To do:
For every line below, restate it exactly and drop the images.

Supplied records:
*****

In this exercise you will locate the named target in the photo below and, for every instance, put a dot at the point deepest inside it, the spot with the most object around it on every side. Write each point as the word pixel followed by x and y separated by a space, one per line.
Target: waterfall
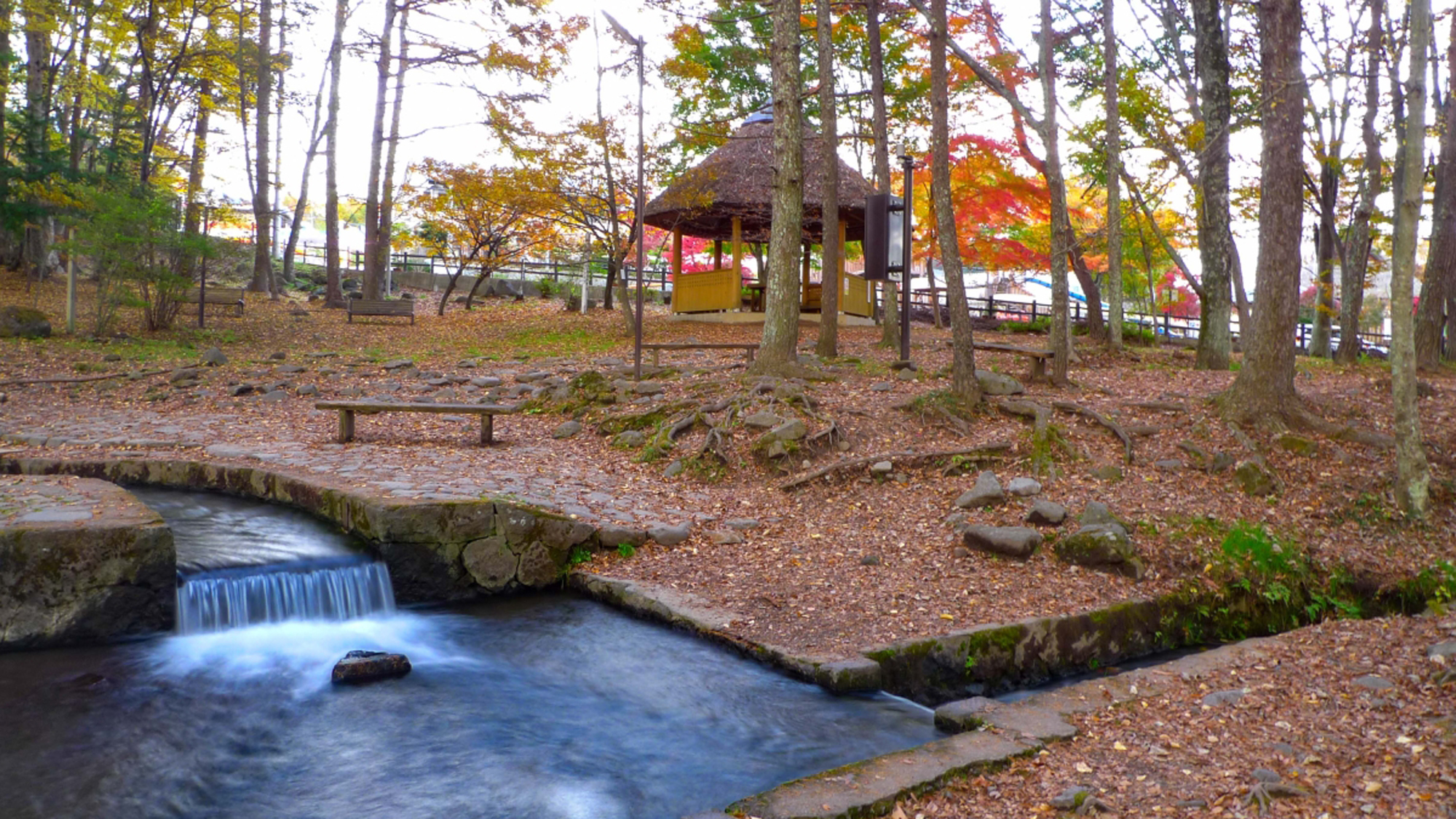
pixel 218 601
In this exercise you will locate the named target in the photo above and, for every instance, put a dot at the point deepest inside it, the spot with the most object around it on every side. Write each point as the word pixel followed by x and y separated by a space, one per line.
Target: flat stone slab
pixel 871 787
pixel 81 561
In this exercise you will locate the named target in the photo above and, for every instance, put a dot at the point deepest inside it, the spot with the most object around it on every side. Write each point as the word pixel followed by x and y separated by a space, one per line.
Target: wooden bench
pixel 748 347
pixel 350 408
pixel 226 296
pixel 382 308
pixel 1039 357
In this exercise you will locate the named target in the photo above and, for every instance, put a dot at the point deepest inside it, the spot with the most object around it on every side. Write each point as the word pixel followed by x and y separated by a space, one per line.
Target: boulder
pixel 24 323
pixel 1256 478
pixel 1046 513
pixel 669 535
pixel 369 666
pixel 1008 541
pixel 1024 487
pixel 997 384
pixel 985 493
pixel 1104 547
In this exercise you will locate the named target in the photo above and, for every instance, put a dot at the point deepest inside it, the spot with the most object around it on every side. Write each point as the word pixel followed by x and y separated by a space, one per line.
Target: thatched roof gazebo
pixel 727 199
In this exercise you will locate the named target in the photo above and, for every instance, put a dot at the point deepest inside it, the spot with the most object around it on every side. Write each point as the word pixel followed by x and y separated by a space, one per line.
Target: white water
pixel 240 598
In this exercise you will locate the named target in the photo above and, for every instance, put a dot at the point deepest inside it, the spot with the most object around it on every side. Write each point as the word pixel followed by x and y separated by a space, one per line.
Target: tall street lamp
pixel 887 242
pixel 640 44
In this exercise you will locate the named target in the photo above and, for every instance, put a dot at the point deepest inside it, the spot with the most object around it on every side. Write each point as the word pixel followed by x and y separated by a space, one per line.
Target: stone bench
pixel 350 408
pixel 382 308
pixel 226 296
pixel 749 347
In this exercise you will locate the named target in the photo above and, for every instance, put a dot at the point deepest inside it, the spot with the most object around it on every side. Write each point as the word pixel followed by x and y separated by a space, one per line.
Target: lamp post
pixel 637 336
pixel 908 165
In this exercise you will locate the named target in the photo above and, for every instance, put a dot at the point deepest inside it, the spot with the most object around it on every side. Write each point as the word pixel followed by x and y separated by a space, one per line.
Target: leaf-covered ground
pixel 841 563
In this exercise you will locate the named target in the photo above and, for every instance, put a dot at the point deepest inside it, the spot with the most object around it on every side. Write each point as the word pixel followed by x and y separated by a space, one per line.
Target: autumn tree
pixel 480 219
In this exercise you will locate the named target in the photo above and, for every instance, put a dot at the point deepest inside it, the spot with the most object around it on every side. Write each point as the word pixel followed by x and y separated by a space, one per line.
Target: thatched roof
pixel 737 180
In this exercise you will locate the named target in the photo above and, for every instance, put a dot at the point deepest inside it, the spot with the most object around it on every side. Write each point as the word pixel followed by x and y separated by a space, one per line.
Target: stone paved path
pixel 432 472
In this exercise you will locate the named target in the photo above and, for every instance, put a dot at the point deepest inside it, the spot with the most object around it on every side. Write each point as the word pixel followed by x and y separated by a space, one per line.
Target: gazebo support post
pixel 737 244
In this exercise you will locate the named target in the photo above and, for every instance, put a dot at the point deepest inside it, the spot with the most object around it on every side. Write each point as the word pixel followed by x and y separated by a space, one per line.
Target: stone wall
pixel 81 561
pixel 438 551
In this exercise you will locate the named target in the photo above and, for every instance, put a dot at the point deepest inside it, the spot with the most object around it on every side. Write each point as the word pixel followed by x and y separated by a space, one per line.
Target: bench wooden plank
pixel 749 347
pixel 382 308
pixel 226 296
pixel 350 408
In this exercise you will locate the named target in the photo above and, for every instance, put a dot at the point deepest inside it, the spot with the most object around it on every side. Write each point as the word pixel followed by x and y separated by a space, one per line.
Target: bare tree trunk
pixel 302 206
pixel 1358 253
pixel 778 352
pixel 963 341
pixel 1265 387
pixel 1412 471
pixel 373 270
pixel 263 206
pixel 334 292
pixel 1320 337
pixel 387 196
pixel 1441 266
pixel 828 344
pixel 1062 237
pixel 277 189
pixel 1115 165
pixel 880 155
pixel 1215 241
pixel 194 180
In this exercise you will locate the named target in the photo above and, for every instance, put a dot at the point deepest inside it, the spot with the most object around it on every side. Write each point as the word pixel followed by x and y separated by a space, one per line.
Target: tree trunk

*****

Written answer:
In this exercise you will locate the named target in the photo below and, for every instance, put a dot at the point deepest inside it, the spot with the most object around it on every side. Write each point as the word pixel followed by x and y separated by a space, one per line.
Target: waterfall
pixel 218 601
In this exercise you will locate the named target in the photo above and, for every instance, put a dot at the point deepest inside it, the spot with the most object around it on every side. Write each point as the word pixel followed by x and y separated by a space, one per line.
Target: flat stone slab
pixel 871 787
pixel 81 561
In this exercise you will locate the named target in the photo above and, for every instance, put a dot at the point deepest inside it, the spot with the most object around it on every side. Write each point as the word pixel followed by x and y separated by a space, one per line.
Target: wooden bench
pixel 748 347
pixel 350 408
pixel 226 296
pixel 382 308
pixel 1039 357
In this exercise you will locate the named target in the photo above and, for every instance, put a dot at the point deepest inside it, the spot with the most object around it on every side. Write each point as the word pixel followed by x and y separated by a space, one per line.
Target: boulder
pixel 24 323
pixel 1256 478
pixel 1046 513
pixel 669 535
pixel 369 666
pixel 1008 541
pixel 1024 487
pixel 997 384
pixel 985 493
pixel 1104 547
In this exercise you will locate the named target in the photo above and, for every instance, put a dot at the point deepest inside it, the spot with the most object around it on every side. Write each point as the word pixel followed by x and y separated by a space, one per line.
Target: thatched roof gazebo
pixel 727 199
In this exercise you will locate the named target in the photo above and, for every instance, put a dot at the point deepest inside it, the spot with the most object around it on every side. Write each point as the word pixel followed by x and y separated by a space, one per line.
Target: white water
pixel 240 598
In this exercise you will locate the named target in the photo above and, for every instance, put a dot at the point deepest inside it, the spot with the most object around it on every side. Write each point as the word pixel followed by x and y separated by a space, one per line.
Target: tall street lamp
pixel 887 242
pixel 640 44
In this exercise you will locate the named target in the photo above and, for every instance, put a dot at the point deepest inside it, the spot with the most object around it on every side. Write each point as the word pixel followed by x and y separated by a space, one per line.
Target: stone bench
pixel 350 408
pixel 382 308
pixel 226 296
pixel 749 347
In this exercise you will locate the named target in the photo above and, for every instance, put a dot at the point deepest inside it, the spot with the most object around it on every side. Write each point as the word pixel followed by x and y separated by a space, one per line.
Target: lamp post
pixel 637 336
pixel 908 165
In this exercise you will locate the named target in the photo above and, for every instance, put a dot at the point deepest inside it, the spot with the most object around it on every side. Write each point as the word pixel followed by x and y separated by a space, one per line.
Target: leaf-covered ground
pixel 841 563
In this exercise you will locate the named target in the photo above and, for every instance, put a dot at the point deepest inside it, the spot with the most object around it on every side. Write each point as the word pixel followed by x and y separated by a space, one per line.
Target: autumn tree
pixel 480 219
In this exercise you will locate the named target in the photo above and, for every instance, put a dot at the point deepest inside it, the spot with the most object around it on every side. Write each point as the word pixel followed by x and y separated by a space, one per line.
Target: thatched roof
pixel 737 180
In this exercise you will locate the named target in the photo above and, for every instance, put a dot at the point deepest inside it, the spot with the most object around it on every side. Write each point as the word pixel followed by x and y separated by a space, one per line.
Target: stone paved path
pixel 432 472
In this exercise you will locate the named target in the photo above and, for every instance, put a dot at the point deepest inside it, the spot with the most object around it on every side. Write each point as the word pixel followed by x and y separated by a space, one per line.
Target: gazebo support post
pixel 737 244
In this exercise you will locate the named target in the photo above and, for every instance, put a dot at the point deepest inside it, the spot with the most object around it on every side. Write each point as the word pixel followed by x and y separated by a space, one per line.
Target: stone wall
pixel 81 561
pixel 438 551
In this exercise you will locate the named target in the photo above and, for every instance, put a dot at the point deepest inside it, the spot with the most object around it on every side. Write each point as the word pixel followed by x and y separated by a space, one per line.
Target: bench wooden plank
pixel 749 347
pixel 382 308
pixel 226 296
pixel 350 408
In this exercise you will locate the named target in the photo above and, for every instance, put a dot at the point deepest inside it, the spot with the most object around it on every side. Write each point as the word pixel followed by x and y separated by a space, one per line.
Target: bare tree trunk
pixel 302 206
pixel 1358 253
pixel 778 352
pixel 963 341
pixel 1265 387
pixel 1412 471
pixel 373 270
pixel 263 206
pixel 334 292
pixel 1320 337
pixel 387 196
pixel 1441 266
pixel 828 344
pixel 1062 237
pixel 277 189
pixel 1115 165
pixel 880 155
pixel 1215 241
pixel 194 180
In this exercise you will locate the named target in the photo above and, for every instance, put a dot at the point deepest inside it, the spot with the most object around it on every side. Write each point as the word pixel followed by x and y separated by a space, one per line.
Target: tree trunk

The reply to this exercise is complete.